**Your goal**: Repeat, line for line, the entries printed below.

**Given records**:
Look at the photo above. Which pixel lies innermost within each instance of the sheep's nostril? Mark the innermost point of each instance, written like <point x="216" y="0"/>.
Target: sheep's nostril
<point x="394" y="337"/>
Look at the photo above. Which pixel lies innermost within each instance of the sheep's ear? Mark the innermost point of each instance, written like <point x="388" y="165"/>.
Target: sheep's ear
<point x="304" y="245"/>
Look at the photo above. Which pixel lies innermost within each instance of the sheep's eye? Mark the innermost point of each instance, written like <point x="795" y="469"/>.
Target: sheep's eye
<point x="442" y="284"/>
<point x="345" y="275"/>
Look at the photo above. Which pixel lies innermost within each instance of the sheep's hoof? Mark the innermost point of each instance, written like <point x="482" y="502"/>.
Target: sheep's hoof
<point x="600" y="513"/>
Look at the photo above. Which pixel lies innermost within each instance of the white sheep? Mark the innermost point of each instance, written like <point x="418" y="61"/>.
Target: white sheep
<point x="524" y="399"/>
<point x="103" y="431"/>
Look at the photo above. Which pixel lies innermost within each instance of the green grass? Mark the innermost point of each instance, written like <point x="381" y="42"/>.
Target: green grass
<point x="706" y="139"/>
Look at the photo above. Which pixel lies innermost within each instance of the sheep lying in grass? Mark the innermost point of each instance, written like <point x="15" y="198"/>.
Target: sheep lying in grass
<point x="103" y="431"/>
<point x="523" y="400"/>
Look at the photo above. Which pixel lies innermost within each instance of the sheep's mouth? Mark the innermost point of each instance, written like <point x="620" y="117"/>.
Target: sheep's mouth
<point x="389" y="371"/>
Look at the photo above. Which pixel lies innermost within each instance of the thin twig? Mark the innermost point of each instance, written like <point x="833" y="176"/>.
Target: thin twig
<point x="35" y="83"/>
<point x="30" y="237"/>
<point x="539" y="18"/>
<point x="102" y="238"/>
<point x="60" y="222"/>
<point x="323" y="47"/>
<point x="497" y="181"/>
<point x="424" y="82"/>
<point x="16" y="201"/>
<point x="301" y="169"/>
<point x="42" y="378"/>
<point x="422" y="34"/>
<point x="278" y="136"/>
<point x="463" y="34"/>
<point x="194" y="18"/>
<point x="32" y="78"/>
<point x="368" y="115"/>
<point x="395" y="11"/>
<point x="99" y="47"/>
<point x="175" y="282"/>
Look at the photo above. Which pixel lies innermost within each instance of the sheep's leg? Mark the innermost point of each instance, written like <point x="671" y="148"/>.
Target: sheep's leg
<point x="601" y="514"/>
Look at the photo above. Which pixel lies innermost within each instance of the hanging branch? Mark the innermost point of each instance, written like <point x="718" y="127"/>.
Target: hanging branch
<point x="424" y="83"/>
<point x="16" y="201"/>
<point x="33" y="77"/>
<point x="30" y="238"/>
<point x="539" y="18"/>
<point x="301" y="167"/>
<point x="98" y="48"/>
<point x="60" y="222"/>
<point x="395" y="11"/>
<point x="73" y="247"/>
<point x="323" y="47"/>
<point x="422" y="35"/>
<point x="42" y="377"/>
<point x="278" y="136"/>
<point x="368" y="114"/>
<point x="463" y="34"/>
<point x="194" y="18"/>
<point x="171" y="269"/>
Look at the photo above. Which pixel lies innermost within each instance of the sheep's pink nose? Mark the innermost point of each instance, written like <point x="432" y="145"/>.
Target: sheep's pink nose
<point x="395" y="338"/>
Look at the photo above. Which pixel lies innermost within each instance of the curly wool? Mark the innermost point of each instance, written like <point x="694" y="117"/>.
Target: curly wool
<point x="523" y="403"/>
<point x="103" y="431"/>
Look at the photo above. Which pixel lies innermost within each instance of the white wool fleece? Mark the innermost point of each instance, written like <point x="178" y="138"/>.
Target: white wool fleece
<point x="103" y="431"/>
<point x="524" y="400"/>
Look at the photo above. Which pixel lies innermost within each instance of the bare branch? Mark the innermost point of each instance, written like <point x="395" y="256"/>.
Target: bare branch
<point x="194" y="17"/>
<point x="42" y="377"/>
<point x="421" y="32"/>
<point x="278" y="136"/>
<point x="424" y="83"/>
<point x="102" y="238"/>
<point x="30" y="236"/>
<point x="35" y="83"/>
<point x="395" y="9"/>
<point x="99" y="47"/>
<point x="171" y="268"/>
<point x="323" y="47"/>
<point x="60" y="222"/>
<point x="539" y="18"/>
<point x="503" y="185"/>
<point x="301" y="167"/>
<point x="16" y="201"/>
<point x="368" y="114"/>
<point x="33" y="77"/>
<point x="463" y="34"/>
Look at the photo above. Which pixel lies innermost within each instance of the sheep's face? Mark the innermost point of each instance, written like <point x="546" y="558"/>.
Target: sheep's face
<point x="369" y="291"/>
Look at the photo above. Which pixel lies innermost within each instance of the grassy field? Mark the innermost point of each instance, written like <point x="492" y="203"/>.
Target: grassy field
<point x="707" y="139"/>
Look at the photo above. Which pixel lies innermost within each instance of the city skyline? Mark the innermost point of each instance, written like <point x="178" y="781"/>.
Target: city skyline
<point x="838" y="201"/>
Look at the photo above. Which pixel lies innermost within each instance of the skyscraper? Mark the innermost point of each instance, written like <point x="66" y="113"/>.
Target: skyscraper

**Written solution**:
Look at the photo above. Which pixel lies innermost within each instance of the sheep's nostril? Mark the innermost point of each instance, written like <point x="216" y="0"/>.
Target: sheep's nostril
<point x="394" y="337"/>
Look at the photo above. Which pixel lies innermost within each instance of the sheep's ear? Mark the innermost point of each instance, written like <point x="388" y="165"/>.
Target: sheep's ear
<point x="304" y="245"/>
Look at the photo above. Which pixel lies innermost within each instance of the sheep's eye? Mark the innermost point of each instance, written like <point x="795" y="469"/>.
Target: sheep's eye
<point x="442" y="284"/>
<point x="345" y="275"/>
Look at the photo above. Which pixel lies innermost within each instance of the sheep's hoof? Mark the innermost point of each instance, written like <point x="482" y="502"/>.
Target: sheep's hoof
<point x="600" y="513"/>
Look at the photo above. Which pixel lies innermost within each instance of the white sheep? Mark the innermost point of each instance, written like <point x="418" y="61"/>.
Target: white sheep
<point x="524" y="399"/>
<point x="103" y="431"/>
Look at the photo above. Which pixel lies innermost within each instance of the green grass? Mark the innermost point of each instance, written like <point x="381" y="42"/>.
Target: green grass
<point x="706" y="139"/>
Look at the photo above. Which pixel lies innermost within each instance of the sheep lying in grass? Mark the innermost point of each instance, written like <point x="15" y="198"/>.
Target: sheep lying in grass
<point x="103" y="431"/>
<point x="523" y="400"/>
Look at the photo above. Which pixel lies innermost within each instance of the sheep's mouth? Mark the innermost point of each instance, written like <point x="620" y="117"/>.
Target: sheep's mouth
<point x="389" y="371"/>
Look at the photo above. Which pixel lies innermost within each instance of the thin twig? Mark the innermost point of each instance, written like <point x="833" y="176"/>.
Target: thin twig
<point x="35" y="83"/>
<point x="30" y="237"/>
<point x="539" y="18"/>
<point x="102" y="238"/>
<point x="60" y="222"/>
<point x="323" y="47"/>
<point x="497" y="181"/>
<point x="424" y="82"/>
<point x="16" y="201"/>
<point x="301" y="169"/>
<point x="42" y="378"/>
<point x="422" y="34"/>
<point x="278" y="136"/>
<point x="463" y="34"/>
<point x="194" y="18"/>
<point x="32" y="78"/>
<point x="368" y="115"/>
<point x="395" y="11"/>
<point x="99" y="47"/>
<point x="175" y="282"/>
Look at the photo above. Which pixel lies innermost within each instance of the sheep's leg? Mark the innermost point of each instance, written like <point x="671" y="148"/>.
Target: sheep's leg
<point x="601" y="514"/>
Look at the photo above. Which pixel lies innermost within each instance of the hanging branch? Mark the innermost point of each instance, written like <point x="718" y="127"/>.
Target: hanging branch
<point x="424" y="83"/>
<point x="16" y="201"/>
<point x="33" y="77"/>
<point x="30" y="238"/>
<point x="539" y="18"/>
<point x="301" y="167"/>
<point x="98" y="48"/>
<point x="60" y="222"/>
<point x="395" y="11"/>
<point x="73" y="247"/>
<point x="323" y="47"/>
<point x="422" y="35"/>
<point x="42" y="377"/>
<point x="278" y="136"/>
<point x="368" y="114"/>
<point x="463" y="34"/>
<point x="194" y="18"/>
<point x="171" y="269"/>
Look at the photo above. Which pixel lies innermost within each instance of the sheep's pink nose? Mark the innermost point of each instance, written like <point x="432" y="145"/>.
Target: sheep's pink nose
<point x="395" y="338"/>
Look at the photo above. Which pixel lies innermost within each instance of the curly wool? Mark the innermost point of each instance, written like <point x="694" y="117"/>.
Target: curly wool
<point x="523" y="403"/>
<point x="103" y="431"/>
Look at the photo above. Which pixel lies innermost within each instance of the white wool fleece? Mark the innermost point of each instance, written like <point x="178" y="138"/>.
Target: white wool fleece
<point x="103" y="431"/>
<point x="524" y="400"/>
Look at the photo above. Which pixel lies innermost within each instance of the bare branch? Mark the innermost point of each instance, written like <point x="395" y="256"/>.
Target: bare branch
<point x="194" y="17"/>
<point x="42" y="377"/>
<point x="421" y="32"/>
<point x="278" y="136"/>
<point x="424" y="83"/>
<point x="102" y="238"/>
<point x="30" y="236"/>
<point x="35" y="83"/>
<point x="395" y="9"/>
<point x="99" y="47"/>
<point x="171" y="268"/>
<point x="323" y="47"/>
<point x="60" y="222"/>
<point x="539" y="18"/>
<point x="503" y="185"/>
<point x="301" y="167"/>
<point x="16" y="201"/>
<point x="368" y="114"/>
<point x="33" y="77"/>
<point x="463" y="34"/>
Look at the photo above. Which pixel lies innermost within each instance of the sheep's face? Mark the innermost point of each instance, written like <point x="546" y="558"/>.
Target: sheep's face
<point x="369" y="291"/>
Look at the photo above. Which pixel lies innermost within each instance of the grassy field? Mark the innermost point of each instance, written like <point x="492" y="203"/>.
Target: grassy field
<point x="707" y="139"/>
Look at the photo above. Which pixel lies innermost within each instance of the city skyline? Mark the innermost point of each instance, written like <point x="178" y="781"/>.
Target: city skyline
<point x="838" y="201"/>
Look at the photo above. Which pixel lies innermost within each instance of the skyscraper? Mark the innermost point of each instance, written like <point x="66" y="113"/>.
Target: skyscraper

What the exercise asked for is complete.